*** Opening Exercise material ***

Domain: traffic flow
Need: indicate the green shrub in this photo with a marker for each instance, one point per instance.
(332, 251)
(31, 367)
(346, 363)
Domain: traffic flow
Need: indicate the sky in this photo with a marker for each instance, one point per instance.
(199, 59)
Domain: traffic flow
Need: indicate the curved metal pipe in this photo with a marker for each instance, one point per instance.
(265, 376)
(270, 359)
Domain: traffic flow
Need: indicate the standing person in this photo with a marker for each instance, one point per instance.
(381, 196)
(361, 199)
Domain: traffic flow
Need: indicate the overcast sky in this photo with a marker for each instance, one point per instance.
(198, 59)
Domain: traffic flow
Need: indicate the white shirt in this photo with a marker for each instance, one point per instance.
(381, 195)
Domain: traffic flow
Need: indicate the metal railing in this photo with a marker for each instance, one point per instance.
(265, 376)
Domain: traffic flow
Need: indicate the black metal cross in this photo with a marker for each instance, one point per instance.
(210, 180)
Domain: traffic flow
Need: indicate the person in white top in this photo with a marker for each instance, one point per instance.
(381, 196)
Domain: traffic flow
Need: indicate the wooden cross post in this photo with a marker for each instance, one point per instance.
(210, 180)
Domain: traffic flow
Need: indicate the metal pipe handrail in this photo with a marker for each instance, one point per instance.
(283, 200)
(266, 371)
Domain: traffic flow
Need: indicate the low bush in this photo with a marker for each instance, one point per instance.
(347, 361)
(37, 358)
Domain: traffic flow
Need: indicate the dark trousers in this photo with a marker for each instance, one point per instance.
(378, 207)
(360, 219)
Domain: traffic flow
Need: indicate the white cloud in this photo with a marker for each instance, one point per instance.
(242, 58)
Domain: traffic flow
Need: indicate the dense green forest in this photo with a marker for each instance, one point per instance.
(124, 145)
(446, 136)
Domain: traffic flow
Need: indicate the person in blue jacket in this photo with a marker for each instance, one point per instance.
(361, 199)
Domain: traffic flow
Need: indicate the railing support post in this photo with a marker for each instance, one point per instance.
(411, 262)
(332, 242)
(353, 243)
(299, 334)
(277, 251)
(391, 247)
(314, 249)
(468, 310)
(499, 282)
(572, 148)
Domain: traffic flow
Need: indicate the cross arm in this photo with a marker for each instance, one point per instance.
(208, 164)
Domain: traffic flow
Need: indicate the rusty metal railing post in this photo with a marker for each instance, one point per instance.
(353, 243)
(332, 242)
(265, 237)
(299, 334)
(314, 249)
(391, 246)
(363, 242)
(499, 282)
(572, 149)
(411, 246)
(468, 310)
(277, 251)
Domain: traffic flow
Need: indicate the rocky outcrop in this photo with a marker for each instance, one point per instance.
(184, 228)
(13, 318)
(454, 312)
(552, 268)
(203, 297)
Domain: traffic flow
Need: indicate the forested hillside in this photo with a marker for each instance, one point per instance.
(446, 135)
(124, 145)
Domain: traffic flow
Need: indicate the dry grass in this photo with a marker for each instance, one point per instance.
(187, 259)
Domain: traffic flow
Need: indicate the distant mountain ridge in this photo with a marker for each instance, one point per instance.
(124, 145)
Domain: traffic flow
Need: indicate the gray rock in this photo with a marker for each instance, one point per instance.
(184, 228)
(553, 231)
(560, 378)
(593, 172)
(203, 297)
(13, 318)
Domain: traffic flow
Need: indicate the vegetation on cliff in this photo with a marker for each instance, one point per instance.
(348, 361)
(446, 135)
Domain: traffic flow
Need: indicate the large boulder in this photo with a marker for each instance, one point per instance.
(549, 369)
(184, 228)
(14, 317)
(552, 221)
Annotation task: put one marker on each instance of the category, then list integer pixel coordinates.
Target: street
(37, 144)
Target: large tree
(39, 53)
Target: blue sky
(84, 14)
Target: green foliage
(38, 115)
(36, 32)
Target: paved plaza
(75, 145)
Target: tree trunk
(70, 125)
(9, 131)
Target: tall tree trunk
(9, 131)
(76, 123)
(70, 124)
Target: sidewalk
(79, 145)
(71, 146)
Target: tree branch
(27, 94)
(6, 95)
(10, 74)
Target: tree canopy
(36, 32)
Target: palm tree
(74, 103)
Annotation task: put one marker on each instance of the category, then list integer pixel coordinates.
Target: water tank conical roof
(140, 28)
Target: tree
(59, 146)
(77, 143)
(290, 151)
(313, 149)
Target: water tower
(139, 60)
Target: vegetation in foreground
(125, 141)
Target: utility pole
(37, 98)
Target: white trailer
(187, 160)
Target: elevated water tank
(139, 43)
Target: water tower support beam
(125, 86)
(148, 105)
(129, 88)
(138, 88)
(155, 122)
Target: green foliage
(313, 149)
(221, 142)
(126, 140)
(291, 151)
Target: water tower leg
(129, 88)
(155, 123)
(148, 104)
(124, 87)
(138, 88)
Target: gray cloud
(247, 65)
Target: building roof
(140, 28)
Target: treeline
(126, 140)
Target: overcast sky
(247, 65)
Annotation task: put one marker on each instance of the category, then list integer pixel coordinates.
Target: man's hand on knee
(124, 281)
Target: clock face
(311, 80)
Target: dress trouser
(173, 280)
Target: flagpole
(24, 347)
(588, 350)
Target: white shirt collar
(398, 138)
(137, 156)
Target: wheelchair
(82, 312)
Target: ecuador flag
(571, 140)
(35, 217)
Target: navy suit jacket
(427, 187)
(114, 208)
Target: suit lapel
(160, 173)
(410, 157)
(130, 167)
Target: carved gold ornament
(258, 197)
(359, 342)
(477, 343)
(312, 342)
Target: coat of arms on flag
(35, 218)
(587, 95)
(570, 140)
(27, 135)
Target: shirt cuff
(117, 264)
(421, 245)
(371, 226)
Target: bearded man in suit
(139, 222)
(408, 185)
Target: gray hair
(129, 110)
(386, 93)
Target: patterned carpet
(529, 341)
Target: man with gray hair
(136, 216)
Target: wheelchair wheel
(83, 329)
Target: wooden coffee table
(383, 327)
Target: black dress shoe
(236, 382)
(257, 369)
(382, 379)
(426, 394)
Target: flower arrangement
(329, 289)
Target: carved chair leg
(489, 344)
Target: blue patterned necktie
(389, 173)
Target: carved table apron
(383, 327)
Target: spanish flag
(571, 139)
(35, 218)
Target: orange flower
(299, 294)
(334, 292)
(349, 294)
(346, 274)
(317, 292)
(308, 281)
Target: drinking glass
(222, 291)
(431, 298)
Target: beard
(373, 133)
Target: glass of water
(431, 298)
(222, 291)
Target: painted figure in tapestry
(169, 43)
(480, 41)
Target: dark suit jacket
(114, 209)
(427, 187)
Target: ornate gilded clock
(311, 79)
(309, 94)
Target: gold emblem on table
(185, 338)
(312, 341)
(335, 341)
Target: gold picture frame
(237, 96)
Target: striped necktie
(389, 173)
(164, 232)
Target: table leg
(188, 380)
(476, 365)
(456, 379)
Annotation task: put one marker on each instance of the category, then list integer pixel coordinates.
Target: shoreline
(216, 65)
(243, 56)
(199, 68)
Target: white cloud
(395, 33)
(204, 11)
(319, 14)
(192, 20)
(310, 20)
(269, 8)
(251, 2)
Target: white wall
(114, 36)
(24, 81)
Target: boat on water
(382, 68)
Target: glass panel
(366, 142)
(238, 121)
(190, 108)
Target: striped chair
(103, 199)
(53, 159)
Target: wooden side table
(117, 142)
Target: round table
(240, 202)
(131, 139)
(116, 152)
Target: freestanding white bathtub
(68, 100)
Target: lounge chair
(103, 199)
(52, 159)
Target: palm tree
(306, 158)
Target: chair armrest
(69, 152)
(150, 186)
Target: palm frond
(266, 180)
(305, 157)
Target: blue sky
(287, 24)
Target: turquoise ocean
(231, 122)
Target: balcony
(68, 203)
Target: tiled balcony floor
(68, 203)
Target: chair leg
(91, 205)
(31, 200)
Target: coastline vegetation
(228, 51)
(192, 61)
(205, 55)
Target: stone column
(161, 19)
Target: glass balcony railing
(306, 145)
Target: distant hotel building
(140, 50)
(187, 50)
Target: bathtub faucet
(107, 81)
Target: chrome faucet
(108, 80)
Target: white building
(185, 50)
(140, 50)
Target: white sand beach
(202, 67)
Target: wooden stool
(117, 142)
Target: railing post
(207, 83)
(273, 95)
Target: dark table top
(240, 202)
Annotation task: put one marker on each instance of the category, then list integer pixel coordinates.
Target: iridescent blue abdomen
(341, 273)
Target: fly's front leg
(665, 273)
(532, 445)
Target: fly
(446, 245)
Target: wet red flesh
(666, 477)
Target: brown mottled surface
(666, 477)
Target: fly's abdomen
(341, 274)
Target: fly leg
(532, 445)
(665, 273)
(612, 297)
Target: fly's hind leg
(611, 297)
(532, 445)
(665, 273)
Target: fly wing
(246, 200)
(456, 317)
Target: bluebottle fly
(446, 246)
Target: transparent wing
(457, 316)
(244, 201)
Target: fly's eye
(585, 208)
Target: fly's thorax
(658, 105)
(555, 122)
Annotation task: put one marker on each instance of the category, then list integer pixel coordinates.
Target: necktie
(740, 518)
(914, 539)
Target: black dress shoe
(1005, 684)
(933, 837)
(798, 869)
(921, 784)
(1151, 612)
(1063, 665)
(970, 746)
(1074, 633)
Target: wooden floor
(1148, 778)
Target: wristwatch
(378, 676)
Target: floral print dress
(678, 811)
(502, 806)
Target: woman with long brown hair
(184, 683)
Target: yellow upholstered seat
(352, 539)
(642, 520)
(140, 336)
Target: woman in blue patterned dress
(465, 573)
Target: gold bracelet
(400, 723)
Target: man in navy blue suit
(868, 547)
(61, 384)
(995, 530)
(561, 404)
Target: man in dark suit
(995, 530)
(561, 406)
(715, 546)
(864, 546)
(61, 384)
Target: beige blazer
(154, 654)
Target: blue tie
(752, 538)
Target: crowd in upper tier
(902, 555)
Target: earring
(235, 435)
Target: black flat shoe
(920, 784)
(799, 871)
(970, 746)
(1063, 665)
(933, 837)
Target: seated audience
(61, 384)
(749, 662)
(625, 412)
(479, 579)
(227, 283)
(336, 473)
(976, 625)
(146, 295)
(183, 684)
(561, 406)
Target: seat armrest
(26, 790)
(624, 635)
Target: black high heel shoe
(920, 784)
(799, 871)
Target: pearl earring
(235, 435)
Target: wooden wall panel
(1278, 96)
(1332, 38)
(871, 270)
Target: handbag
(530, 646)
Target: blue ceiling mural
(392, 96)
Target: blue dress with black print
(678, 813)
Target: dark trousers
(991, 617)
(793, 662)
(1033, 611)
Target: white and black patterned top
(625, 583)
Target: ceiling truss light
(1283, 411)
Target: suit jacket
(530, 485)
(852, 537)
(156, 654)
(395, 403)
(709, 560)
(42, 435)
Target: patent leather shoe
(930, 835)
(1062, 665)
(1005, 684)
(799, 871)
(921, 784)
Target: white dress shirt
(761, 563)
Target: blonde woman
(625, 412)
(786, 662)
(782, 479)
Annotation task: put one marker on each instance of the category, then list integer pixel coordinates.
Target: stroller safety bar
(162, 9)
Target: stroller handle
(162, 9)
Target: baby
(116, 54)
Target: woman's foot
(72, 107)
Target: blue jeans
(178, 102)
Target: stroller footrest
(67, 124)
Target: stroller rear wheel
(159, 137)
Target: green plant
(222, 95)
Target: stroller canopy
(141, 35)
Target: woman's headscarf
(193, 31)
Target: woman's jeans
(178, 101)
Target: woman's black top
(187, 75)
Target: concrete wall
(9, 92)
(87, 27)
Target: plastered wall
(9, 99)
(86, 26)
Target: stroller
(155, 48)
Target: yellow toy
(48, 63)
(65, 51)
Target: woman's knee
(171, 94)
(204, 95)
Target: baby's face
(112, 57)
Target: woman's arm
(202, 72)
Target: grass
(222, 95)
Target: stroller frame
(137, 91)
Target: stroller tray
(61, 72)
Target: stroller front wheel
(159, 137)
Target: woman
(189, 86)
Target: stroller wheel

*** Closing Exercise material ***

=== Task description ===
Starting at the line that contains "Target: woman's jeans", write out every line through the last one in the data above, exactly as it stands.

=== Task output ===
Target: woman's jeans
(178, 101)
Target: woman's black top
(187, 75)
Target: concrete wall
(9, 92)
(87, 27)
Target: plastered wall
(9, 99)
(86, 26)
Target: stroller
(155, 48)
Target: yellow toy
(48, 63)
(65, 51)
Target: woman's knee
(171, 94)
(204, 95)
Target: baby's face
(112, 57)
Target: woman's arm
(202, 72)
Target: grass
(222, 95)
Target: stroller frame
(137, 91)
Target: stroller tray
(61, 72)
Target: stroller front wheel
(159, 137)
Target: woman
(189, 86)
Target: stroller wheel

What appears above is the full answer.